— start of GIVEN RECORDS —
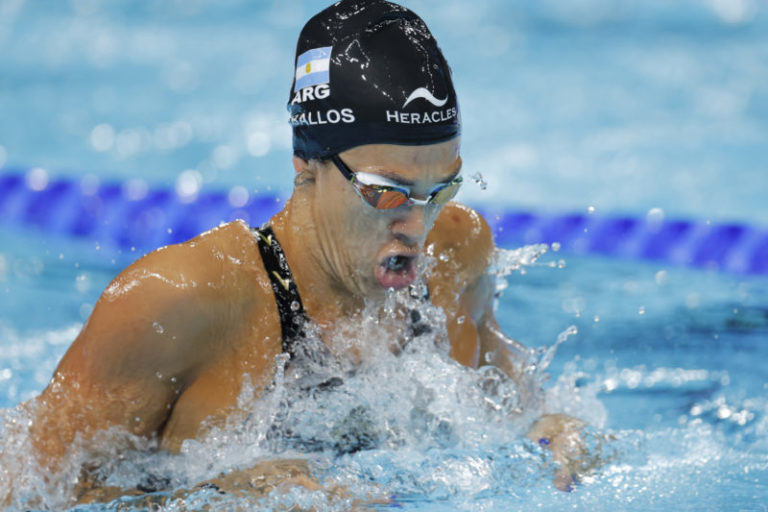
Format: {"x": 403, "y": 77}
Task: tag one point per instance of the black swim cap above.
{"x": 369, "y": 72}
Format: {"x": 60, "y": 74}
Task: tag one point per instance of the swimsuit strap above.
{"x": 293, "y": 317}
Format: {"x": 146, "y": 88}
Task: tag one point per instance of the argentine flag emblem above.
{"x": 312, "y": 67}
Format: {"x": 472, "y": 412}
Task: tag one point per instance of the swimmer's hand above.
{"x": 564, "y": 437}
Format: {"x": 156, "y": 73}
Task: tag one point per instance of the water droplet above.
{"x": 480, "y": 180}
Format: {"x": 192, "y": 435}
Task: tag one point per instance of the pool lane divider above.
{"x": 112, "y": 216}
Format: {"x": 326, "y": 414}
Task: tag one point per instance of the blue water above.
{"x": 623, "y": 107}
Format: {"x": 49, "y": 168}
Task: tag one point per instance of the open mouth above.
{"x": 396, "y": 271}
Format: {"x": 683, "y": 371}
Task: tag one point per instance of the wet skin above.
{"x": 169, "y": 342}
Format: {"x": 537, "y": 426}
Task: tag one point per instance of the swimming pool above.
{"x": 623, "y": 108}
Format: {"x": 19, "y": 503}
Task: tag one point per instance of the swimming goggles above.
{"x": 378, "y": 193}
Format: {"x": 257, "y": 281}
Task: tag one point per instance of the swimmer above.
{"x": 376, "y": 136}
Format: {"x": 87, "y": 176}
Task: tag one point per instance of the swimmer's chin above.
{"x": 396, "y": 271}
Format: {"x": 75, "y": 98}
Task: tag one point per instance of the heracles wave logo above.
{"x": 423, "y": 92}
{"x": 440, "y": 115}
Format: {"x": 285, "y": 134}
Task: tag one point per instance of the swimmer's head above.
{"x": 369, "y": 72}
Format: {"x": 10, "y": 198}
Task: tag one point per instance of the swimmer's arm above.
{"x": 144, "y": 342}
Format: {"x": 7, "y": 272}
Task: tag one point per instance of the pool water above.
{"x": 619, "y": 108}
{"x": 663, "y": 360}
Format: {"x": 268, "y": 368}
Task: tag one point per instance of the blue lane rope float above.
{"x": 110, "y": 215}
— end of GIVEN RECORDS —
— start of GIVEN RECORDS —
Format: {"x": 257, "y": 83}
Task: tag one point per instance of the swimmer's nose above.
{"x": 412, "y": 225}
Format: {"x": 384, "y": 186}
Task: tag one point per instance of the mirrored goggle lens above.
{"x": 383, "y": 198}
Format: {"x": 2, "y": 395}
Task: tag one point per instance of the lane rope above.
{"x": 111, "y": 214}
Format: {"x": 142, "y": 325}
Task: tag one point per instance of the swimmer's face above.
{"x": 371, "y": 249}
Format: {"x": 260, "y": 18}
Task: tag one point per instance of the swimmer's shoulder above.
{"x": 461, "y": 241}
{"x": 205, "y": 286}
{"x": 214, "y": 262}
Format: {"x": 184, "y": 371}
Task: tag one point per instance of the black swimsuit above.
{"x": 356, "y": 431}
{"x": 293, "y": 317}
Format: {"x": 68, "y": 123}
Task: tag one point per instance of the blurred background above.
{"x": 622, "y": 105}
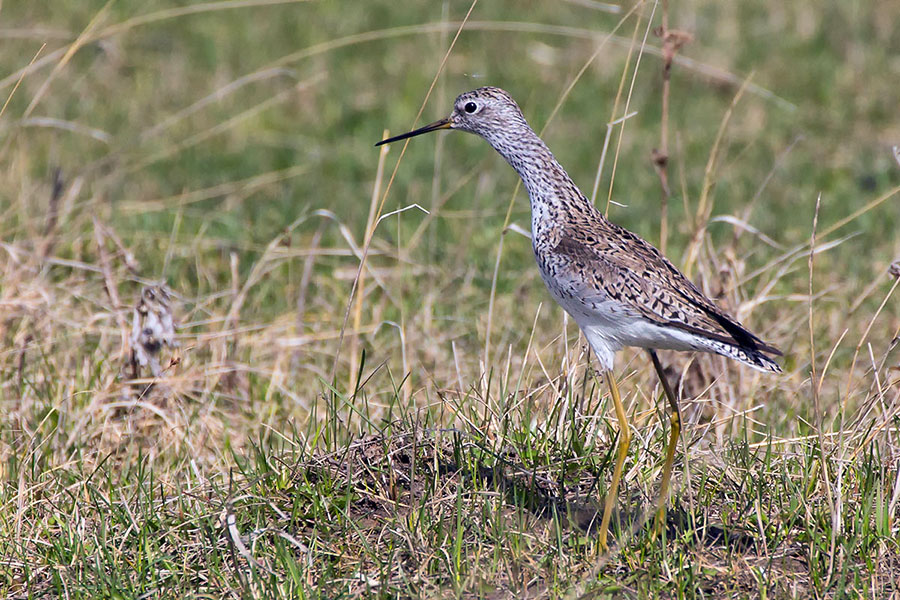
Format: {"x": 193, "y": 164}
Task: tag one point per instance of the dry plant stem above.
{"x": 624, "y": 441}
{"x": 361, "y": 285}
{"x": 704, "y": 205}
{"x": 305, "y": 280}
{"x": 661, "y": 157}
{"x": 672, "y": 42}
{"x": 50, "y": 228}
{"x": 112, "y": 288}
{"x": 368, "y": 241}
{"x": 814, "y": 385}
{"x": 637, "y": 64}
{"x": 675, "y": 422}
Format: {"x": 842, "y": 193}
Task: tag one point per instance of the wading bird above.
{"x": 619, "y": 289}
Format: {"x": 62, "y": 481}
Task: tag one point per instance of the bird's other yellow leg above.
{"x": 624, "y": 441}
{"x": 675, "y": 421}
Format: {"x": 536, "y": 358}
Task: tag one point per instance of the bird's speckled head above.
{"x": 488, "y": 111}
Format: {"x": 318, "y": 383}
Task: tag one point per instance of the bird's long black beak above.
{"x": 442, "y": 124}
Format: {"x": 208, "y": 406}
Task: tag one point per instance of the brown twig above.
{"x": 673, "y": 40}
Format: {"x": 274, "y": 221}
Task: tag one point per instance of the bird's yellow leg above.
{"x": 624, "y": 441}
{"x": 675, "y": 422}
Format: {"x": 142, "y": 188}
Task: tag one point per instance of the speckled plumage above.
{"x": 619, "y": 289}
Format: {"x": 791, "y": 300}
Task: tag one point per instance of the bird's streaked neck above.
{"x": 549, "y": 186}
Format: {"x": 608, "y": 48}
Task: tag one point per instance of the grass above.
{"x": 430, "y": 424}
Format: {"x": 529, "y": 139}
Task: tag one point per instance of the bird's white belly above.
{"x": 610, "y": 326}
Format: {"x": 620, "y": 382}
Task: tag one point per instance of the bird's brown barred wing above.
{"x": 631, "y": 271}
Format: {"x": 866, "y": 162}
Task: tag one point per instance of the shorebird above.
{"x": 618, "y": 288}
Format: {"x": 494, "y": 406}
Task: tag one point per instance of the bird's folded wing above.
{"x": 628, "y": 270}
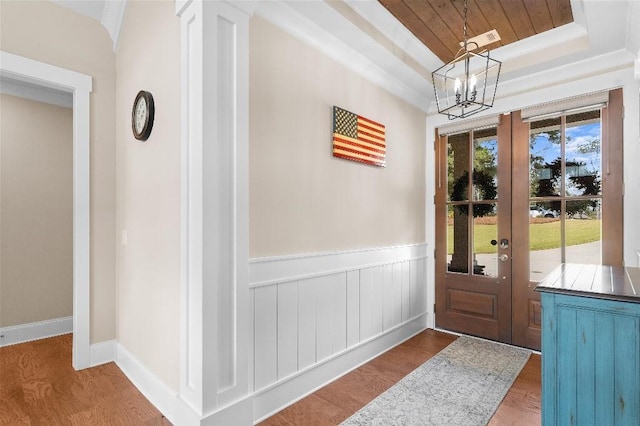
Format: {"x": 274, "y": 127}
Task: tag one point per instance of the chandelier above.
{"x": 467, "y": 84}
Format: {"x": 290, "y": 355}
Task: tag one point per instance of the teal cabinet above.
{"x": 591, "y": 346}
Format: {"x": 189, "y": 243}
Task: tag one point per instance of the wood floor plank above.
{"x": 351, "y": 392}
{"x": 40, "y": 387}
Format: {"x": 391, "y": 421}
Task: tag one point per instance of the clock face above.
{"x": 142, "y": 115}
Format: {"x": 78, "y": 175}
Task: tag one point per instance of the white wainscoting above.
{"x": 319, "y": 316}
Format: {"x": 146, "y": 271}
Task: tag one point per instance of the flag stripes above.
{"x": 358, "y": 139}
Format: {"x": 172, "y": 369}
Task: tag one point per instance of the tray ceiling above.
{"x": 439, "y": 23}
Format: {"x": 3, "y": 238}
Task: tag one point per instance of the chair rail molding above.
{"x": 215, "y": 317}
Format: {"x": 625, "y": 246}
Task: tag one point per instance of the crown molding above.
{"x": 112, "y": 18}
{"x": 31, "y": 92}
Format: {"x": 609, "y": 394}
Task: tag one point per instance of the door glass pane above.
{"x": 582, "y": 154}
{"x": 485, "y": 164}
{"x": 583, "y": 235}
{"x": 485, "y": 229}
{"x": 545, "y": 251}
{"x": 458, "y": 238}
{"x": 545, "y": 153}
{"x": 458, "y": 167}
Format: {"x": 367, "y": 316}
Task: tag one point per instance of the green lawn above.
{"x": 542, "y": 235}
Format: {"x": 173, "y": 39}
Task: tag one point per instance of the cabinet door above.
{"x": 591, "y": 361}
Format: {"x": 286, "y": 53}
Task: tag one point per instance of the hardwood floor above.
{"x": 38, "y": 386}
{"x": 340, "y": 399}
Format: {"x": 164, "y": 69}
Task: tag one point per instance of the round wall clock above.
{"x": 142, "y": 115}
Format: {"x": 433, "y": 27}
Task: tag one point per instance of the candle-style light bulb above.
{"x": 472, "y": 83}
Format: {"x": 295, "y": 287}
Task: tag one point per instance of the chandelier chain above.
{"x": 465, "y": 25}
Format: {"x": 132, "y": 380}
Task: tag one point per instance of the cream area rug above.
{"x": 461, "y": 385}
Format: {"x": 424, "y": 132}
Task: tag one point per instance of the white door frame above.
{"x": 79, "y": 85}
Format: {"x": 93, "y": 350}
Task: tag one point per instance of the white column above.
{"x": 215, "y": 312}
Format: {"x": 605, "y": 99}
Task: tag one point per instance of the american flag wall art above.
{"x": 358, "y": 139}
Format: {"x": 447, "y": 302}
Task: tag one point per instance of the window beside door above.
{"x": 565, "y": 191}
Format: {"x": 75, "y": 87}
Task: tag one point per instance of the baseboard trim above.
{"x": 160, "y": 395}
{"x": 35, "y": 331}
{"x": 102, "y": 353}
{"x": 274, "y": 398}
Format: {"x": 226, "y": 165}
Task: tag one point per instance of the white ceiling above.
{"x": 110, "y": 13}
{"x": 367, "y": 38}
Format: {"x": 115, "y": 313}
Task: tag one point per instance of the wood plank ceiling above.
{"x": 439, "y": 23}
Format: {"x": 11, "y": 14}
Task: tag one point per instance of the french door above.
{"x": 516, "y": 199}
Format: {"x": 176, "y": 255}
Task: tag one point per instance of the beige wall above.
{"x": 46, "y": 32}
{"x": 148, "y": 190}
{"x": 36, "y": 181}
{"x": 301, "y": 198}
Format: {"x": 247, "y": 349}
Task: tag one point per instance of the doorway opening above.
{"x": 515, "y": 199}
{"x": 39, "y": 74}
— end of GIVEN RECORDS —
— start of GIVEN RECORDS —
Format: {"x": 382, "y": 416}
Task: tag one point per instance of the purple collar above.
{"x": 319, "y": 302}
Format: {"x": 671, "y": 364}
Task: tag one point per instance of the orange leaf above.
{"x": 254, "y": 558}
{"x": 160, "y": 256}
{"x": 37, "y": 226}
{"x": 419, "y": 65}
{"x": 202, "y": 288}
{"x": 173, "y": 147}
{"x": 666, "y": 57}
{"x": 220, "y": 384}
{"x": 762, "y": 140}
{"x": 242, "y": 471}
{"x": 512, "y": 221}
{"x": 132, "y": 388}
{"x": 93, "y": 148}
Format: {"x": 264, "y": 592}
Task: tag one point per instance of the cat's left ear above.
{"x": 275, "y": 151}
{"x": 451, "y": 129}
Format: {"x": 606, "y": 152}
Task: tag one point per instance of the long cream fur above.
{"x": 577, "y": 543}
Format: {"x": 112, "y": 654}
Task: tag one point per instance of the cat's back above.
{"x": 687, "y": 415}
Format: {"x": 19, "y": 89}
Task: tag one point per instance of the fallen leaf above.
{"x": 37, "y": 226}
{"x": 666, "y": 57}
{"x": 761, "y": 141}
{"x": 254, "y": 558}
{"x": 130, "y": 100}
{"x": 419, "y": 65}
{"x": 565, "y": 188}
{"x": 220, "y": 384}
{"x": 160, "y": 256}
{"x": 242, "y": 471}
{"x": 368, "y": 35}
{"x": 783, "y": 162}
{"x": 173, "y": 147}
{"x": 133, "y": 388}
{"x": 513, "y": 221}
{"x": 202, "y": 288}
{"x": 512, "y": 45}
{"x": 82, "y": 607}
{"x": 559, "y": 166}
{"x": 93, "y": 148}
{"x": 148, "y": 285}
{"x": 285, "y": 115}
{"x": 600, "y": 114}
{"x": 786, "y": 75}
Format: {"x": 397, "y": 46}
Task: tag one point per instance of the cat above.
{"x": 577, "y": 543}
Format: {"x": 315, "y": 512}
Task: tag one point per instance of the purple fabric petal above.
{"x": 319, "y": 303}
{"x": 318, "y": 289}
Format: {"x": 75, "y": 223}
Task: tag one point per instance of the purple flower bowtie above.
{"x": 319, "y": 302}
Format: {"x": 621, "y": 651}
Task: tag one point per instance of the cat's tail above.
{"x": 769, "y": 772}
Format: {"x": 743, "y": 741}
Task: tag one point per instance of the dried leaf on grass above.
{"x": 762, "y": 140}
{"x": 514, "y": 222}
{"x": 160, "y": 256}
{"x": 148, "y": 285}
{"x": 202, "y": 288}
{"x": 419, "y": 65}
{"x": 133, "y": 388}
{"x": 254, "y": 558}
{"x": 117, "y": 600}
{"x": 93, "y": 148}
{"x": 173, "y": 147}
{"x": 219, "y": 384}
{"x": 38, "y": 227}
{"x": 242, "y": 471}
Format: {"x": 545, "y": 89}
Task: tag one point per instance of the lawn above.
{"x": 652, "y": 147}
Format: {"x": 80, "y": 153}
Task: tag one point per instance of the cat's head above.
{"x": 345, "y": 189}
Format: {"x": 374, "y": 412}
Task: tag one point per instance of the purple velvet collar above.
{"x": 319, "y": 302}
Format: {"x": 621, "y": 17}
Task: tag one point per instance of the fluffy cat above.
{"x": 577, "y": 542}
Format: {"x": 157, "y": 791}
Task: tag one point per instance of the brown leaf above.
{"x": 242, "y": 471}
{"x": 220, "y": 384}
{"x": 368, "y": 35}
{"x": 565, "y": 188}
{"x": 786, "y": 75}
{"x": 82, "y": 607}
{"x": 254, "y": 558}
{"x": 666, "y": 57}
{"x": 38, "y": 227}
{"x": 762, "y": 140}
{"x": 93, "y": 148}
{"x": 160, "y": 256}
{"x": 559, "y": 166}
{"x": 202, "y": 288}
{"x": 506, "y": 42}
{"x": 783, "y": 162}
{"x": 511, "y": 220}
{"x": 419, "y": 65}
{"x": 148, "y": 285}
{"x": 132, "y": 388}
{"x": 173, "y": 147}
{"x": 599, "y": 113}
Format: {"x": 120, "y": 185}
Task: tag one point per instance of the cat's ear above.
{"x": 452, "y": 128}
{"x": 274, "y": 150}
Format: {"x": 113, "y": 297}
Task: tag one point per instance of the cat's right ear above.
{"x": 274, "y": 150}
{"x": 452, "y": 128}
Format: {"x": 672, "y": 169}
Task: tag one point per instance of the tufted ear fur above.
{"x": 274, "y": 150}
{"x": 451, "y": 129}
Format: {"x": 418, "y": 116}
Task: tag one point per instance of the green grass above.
— end of GIVEN RECORDS —
### THE PROBLEM
From the rows above, pull out every line that contains the word "yellow".

### ANSWER TO THE TASK
Task: tag one point per instance of the bird's other yellow leg above.
Task: tag one point per instance of the bird's yellow leg above.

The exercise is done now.